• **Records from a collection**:
**********
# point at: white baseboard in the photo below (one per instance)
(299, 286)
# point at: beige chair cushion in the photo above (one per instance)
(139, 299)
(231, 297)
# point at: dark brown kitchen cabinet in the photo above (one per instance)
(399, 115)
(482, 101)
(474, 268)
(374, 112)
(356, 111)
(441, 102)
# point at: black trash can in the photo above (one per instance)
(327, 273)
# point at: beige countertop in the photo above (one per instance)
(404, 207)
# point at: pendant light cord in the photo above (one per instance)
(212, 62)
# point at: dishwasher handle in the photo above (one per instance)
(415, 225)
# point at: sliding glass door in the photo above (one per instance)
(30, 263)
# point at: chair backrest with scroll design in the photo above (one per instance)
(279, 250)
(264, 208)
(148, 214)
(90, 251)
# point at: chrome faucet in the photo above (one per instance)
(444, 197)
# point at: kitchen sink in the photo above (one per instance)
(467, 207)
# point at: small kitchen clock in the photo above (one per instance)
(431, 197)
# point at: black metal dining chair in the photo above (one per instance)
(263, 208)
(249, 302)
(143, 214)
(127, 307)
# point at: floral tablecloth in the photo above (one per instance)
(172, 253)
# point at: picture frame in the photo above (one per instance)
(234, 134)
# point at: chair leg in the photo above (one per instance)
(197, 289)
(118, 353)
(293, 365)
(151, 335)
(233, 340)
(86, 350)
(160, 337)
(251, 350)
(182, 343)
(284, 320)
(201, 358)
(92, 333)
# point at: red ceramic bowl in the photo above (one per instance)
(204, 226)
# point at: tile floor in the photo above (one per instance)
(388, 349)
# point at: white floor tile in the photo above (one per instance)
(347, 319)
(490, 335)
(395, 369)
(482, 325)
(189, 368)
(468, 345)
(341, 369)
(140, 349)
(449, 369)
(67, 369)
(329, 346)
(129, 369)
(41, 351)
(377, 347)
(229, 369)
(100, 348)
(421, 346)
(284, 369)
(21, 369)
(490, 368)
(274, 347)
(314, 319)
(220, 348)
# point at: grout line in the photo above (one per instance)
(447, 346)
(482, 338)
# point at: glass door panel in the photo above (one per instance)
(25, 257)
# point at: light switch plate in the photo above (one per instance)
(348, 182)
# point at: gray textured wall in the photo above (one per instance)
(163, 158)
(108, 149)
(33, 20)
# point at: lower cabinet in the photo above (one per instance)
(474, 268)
**********
Copy each of the records above so that nothing differs from the original.

# point at: white baseboard in the photo below (one per instance)
(299, 286)
# point at: beige chair cushion in the photo above (one per instance)
(139, 299)
(231, 297)
# point at: dark brown kitchen cabinet in the photo above (one per instance)
(399, 115)
(482, 101)
(474, 268)
(374, 112)
(356, 111)
(441, 102)
# point at: black trash can in the photo above (one per instance)
(327, 273)
# point at: beige countertop in the photo above (one per instance)
(404, 207)
# point at: pendant light cord in the photo above (one per instance)
(212, 62)
# point at: dishwasher handle in the photo above (one per instance)
(415, 225)
# point at: sliding glass door in the photo above (one per instance)
(30, 263)
# point at: chair backrest with scroll design in the photo above (one per instance)
(279, 250)
(264, 208)
(148, 214)
(90, 251)
# point at: chrome faucet in the photo above (one per instance)
(444, 197)
# point at: kitchen sink in the photo above (one per instance)
(467, 207)
# point at: small kitchen clock in the photo above (one per instance)
(431, 197)
# point at: black metal dining chair in the photo above (one per instance)
(263, 208)
(249, 302)
(143, 214)
(127, 307)
# point at: floral tablecloth in the photo above (one per instance)
(172, 253)
# point at: picture frame in the photo above (one per instance)
(234, 134)
# point at: chair leg in the photo above (one per instance)
(197, 289)
(118, 353)
(293, 365)
(151, 335)
(233, 340)
(86, 350)
(160, 337)
(251, 350)
(182, 343)
(284, 320)
(201, 358)
(92, 333)
# point at: red ceramic bowl in the photo above (one per instance)
(204, 226)
# point at: tile floor in the photo above (one per instance)
(388, 349)
# point at: white floor tile in the photo above (one per instance)
(347, 319)
(490, 335)
(395, 369)
(482, 325)
(189, 368)
(468, 345)
(341, 369)
(140, 349)
(449, 369)
(67, 369)
(329, 346)
(129, 369)
(41, 351)
(377, 347)
(229, 369)
(100, 348)
(421, 346)
(284, 369)
(21, 369)
(490, 368)
(274, 347)
(314, 319)
(220, 348)
# point at: grout line in the photo above (one per instance)
(447, 346)
(482, 338)
# point at: glass door panel in the photo above (one per instance)
(25, 257)
# point at: light switch plate in the photo above (one per instance)
(348, 182)
# point at: gray textured wall in the photo above (one per instance)
(163, 158)
(108, 149)
(33, 20)
# point at: lower cabinet in the photo above (one per instance)
(474, 268)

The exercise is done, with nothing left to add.